- Written problem: Only the lines from the line holding "Note to the class: identify the chain" to the last line should be output, each exactly as given.

- Data for this exercise:
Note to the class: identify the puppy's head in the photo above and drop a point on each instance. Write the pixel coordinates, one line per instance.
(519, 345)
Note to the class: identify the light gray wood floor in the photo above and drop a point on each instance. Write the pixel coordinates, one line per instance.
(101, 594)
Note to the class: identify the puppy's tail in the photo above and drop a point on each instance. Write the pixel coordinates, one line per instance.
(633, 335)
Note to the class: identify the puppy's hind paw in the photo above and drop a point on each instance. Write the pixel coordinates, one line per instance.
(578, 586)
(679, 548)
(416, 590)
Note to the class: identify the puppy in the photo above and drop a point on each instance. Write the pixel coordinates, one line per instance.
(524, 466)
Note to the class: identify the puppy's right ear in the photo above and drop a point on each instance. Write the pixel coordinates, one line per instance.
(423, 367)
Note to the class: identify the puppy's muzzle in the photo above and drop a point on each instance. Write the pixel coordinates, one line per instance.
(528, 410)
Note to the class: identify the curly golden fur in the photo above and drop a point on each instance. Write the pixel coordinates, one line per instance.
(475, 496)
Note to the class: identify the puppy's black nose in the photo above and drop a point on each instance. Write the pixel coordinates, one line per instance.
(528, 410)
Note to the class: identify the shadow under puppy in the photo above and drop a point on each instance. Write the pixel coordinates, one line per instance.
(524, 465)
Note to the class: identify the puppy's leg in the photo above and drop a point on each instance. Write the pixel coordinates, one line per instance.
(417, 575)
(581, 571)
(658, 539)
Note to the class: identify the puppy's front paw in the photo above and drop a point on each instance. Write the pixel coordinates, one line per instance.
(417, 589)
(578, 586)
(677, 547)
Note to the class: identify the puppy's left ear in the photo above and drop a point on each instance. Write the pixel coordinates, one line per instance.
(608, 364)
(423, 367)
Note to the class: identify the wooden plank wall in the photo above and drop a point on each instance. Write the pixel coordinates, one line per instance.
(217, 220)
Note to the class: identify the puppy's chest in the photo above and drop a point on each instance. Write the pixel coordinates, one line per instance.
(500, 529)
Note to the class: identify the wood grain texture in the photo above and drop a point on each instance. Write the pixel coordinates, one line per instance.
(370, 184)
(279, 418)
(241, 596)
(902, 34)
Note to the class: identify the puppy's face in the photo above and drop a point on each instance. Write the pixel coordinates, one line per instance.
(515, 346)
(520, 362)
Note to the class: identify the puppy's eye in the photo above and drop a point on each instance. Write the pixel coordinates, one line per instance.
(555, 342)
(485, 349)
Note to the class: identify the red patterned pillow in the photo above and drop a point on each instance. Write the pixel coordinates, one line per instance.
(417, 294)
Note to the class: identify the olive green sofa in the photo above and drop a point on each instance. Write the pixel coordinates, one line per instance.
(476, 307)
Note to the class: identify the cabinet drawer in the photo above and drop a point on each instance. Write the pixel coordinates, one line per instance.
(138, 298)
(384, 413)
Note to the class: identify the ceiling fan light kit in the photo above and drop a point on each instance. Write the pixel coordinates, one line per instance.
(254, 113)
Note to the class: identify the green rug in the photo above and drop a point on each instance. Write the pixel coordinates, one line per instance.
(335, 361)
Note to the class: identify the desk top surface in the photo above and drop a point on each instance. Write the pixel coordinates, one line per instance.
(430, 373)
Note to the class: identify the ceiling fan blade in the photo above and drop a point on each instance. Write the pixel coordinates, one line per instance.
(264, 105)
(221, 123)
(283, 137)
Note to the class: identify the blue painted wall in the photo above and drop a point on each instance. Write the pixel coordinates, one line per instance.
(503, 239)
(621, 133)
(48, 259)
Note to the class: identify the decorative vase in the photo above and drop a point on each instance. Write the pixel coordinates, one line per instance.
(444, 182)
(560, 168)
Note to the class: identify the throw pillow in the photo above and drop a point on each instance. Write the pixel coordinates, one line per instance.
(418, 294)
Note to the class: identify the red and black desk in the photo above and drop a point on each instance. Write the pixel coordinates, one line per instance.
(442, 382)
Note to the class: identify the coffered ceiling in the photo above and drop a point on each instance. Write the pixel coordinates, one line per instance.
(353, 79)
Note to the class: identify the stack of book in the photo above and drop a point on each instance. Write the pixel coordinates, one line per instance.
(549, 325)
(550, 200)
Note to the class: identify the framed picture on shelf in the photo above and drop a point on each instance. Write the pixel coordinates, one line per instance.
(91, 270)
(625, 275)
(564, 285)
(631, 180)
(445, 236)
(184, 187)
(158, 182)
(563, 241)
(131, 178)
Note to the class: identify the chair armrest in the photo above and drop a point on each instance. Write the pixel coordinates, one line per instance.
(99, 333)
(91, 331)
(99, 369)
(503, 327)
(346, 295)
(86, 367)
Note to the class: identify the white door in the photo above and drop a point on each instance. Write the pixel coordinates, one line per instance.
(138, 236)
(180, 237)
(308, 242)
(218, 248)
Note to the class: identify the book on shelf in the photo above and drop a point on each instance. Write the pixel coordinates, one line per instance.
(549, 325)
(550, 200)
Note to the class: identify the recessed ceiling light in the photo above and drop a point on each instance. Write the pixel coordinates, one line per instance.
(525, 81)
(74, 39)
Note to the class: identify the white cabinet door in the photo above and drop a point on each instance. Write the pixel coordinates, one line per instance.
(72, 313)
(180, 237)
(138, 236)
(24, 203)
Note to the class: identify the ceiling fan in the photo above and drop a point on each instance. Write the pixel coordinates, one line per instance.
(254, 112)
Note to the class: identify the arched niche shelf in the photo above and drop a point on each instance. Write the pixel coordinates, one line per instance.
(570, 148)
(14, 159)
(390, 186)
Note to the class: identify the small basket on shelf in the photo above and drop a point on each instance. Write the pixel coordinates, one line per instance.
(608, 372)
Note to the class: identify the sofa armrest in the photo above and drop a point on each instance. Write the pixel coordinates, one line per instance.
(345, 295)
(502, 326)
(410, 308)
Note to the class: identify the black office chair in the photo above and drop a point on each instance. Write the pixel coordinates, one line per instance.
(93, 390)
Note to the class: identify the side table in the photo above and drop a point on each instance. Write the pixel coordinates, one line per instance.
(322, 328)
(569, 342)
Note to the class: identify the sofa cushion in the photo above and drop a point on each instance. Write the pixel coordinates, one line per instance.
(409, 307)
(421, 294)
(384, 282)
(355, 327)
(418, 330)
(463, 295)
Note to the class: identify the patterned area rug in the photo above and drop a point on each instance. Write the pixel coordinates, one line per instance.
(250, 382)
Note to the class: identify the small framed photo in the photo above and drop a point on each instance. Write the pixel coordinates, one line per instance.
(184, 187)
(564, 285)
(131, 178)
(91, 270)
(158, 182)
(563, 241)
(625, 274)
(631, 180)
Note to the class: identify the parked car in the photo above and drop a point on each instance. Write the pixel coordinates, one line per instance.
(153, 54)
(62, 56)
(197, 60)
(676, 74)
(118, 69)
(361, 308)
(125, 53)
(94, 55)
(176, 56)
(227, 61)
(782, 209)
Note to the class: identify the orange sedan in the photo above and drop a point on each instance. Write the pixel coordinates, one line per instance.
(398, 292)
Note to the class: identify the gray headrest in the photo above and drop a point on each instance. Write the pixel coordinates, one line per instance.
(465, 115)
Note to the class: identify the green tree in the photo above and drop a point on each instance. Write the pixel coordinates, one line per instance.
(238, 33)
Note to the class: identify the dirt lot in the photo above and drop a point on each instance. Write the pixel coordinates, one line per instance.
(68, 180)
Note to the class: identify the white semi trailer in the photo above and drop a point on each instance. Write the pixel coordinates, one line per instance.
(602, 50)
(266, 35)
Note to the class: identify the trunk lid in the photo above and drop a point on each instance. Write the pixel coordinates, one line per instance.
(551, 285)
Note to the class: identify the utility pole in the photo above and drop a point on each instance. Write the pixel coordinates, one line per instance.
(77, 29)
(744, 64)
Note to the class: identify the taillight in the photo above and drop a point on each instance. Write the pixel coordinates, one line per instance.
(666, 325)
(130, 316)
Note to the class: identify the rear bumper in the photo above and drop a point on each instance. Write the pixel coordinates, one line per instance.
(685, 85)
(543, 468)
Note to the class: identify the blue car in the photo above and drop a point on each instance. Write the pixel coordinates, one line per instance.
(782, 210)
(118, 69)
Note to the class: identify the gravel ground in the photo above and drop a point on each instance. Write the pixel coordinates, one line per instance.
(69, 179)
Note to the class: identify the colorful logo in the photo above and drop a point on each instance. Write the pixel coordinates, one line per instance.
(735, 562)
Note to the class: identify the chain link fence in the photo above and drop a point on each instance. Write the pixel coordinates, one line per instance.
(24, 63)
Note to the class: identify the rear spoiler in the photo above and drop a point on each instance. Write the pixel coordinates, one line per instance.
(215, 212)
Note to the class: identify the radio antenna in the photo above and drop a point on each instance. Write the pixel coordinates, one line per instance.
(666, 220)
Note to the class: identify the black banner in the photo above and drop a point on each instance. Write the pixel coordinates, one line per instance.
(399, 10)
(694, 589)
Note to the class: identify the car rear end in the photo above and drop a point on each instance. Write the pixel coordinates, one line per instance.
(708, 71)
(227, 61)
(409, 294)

- Task result:
Note to the class: identify the chain link fence in the photo above and drop a point on each instance. Write the pixel coordinates, one line per instance.
(24, 63)
Note to the class: identify the rear spoiler in the photo above and drop a point on each instance. Write the pixel coordinates, one line per instance.
(215, 212)
Note to the class: identify the radio antenna in the photo above and drop a point on each instance. Write the pixel coordinates, one line per instance.
(666, 220)
Note to the class: identify the black banner in the photo above and drop a point on each instance. Write the pixel coordinates, one line per instance.
(399, 10)
(694, 589)
Note to the class: identify the car rear end in the photo above and drop a point on each instance. Write the pixel coordinates, one line per instance.
(708, 71)
(227, 61)
(409, 294)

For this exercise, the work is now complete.